**PROBLEM DETAILS:**
Retype only the lines running from the beginning of the entries below to the line with "Highlight red swim shorts.", both included. Do not include pictures.

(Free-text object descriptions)

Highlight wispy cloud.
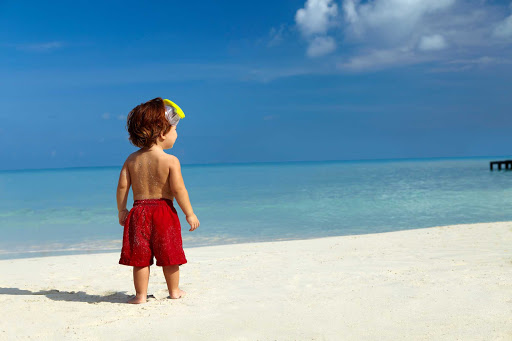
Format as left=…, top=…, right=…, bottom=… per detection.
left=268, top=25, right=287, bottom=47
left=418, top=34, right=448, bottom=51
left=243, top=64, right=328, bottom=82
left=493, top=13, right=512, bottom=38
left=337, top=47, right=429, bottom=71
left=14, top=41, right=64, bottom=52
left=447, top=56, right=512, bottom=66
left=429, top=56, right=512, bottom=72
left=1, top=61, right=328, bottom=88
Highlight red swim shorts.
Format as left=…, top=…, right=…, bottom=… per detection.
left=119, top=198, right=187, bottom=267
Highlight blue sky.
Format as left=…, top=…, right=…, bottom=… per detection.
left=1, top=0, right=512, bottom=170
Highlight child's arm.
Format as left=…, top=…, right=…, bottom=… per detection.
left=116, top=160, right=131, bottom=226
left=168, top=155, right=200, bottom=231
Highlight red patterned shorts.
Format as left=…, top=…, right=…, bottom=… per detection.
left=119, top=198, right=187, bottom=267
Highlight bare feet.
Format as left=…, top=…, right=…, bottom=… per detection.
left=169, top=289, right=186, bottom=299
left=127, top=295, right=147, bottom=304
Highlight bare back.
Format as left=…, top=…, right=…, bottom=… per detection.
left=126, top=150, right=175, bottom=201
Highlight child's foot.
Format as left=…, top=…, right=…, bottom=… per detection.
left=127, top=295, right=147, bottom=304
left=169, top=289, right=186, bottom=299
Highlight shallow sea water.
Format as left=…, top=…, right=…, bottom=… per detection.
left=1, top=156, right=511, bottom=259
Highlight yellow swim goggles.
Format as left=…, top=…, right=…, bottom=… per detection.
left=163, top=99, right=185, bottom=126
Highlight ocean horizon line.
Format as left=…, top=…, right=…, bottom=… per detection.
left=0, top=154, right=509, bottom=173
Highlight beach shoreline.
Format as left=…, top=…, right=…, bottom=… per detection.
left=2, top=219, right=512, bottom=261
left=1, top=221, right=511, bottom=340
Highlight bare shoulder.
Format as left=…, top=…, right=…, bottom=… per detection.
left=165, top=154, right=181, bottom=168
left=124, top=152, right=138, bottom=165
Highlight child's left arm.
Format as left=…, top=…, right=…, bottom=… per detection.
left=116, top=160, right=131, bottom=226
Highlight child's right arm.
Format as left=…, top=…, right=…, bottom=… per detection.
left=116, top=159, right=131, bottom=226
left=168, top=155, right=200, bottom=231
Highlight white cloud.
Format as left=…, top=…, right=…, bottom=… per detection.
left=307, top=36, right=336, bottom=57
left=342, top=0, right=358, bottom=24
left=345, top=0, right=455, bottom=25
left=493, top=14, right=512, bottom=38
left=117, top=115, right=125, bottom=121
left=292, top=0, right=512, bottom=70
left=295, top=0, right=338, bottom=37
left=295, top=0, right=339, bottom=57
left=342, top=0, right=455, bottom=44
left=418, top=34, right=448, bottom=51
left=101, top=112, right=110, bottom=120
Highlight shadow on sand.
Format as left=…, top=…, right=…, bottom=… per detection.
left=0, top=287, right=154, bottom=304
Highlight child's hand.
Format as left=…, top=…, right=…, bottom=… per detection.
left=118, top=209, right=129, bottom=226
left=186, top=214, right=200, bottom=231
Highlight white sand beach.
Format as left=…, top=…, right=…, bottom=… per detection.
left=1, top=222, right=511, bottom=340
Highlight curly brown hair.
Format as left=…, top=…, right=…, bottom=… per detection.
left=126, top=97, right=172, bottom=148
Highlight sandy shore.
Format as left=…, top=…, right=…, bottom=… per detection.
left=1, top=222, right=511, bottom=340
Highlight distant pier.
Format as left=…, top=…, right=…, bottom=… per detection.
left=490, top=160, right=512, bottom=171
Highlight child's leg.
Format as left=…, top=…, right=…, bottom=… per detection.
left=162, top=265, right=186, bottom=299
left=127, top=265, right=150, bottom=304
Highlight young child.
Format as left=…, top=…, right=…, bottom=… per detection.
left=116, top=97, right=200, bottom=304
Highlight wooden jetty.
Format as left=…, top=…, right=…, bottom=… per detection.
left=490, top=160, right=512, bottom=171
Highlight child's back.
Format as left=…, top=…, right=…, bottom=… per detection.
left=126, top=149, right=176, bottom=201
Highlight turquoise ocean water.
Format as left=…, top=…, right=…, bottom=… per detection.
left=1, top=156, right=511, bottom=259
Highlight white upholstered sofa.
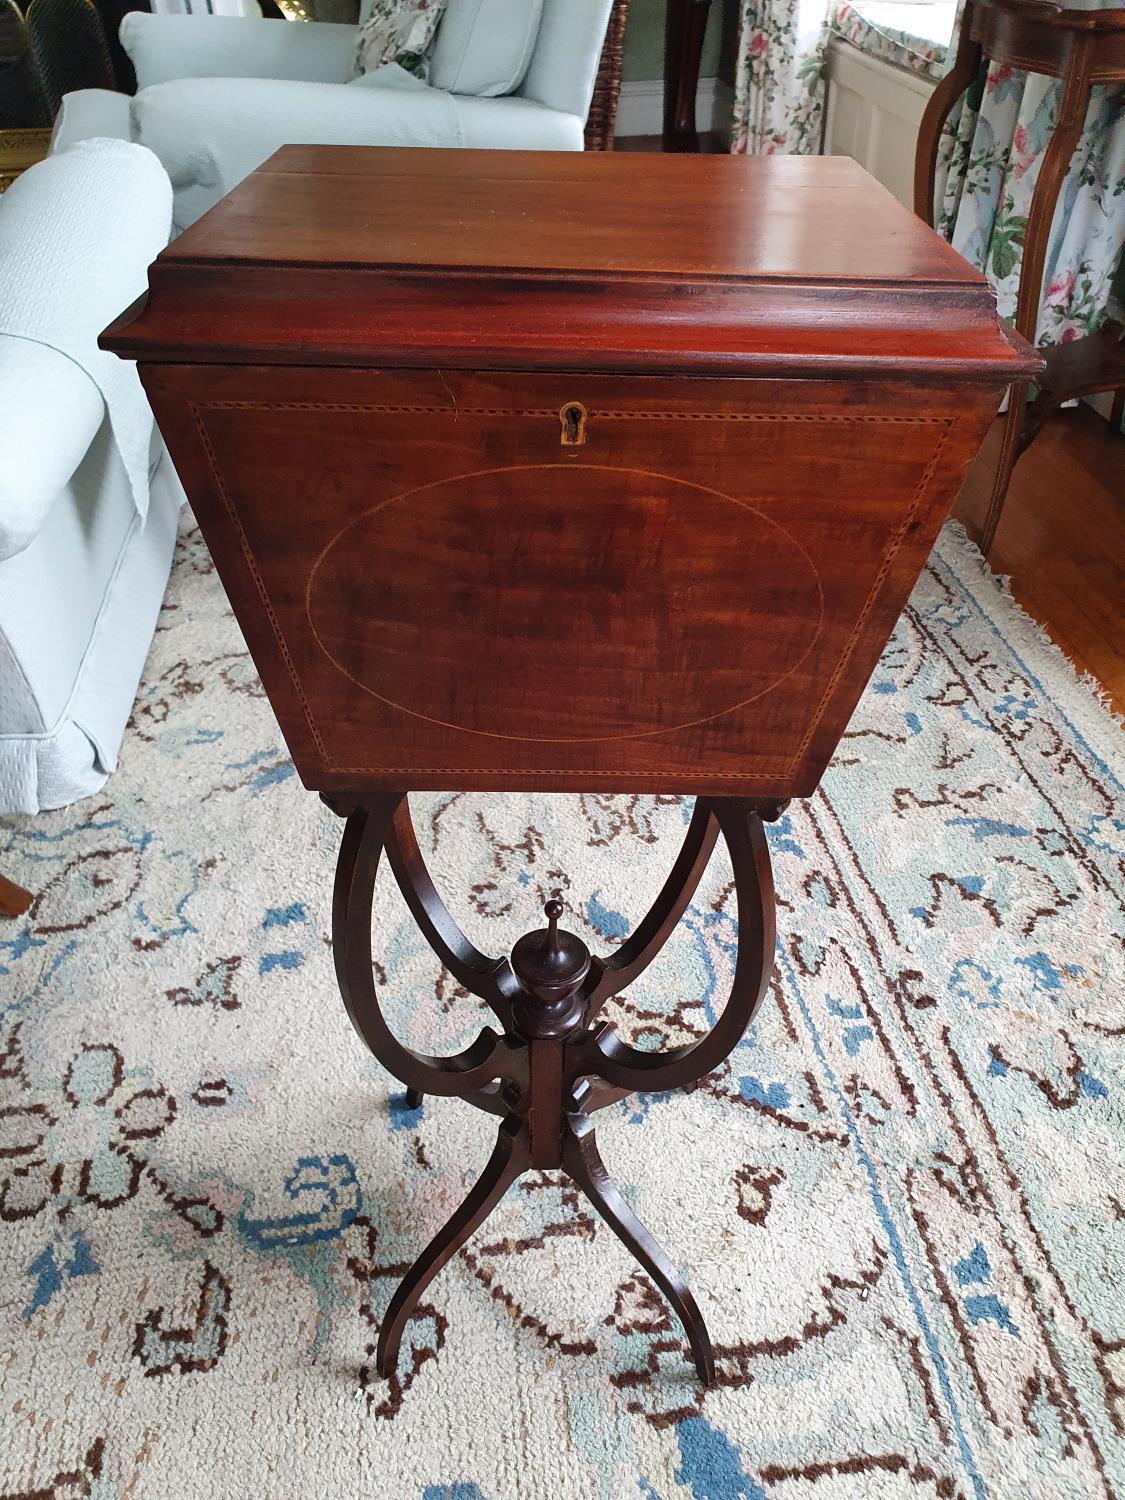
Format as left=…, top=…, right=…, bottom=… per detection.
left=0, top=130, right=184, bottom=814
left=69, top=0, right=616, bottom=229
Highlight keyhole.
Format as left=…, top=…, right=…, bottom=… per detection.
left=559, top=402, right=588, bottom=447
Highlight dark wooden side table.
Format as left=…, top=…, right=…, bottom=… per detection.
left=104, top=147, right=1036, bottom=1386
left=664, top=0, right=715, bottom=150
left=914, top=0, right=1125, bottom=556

**RESPONSE BOX:**
Highlight wispy cloud.
Format as left=…, top=…, right=…, bottom=… per detection.
left=268, top=25, right=287, bottom=47
left=418, top=34, right=448, bottom=51
left=243, top=64, right=328, bottom=82
left=493, top=13, right=512, bottom=38
left=337, top=47, right=429, bottom=71
left=14, top=41, right=64, bottom=52
left=447, top=56, right=512, bottom=66
left=429, top=56, right=512, bottom=72
left=1, top=61, right=328, bottom=88
Highlight red swim shorts.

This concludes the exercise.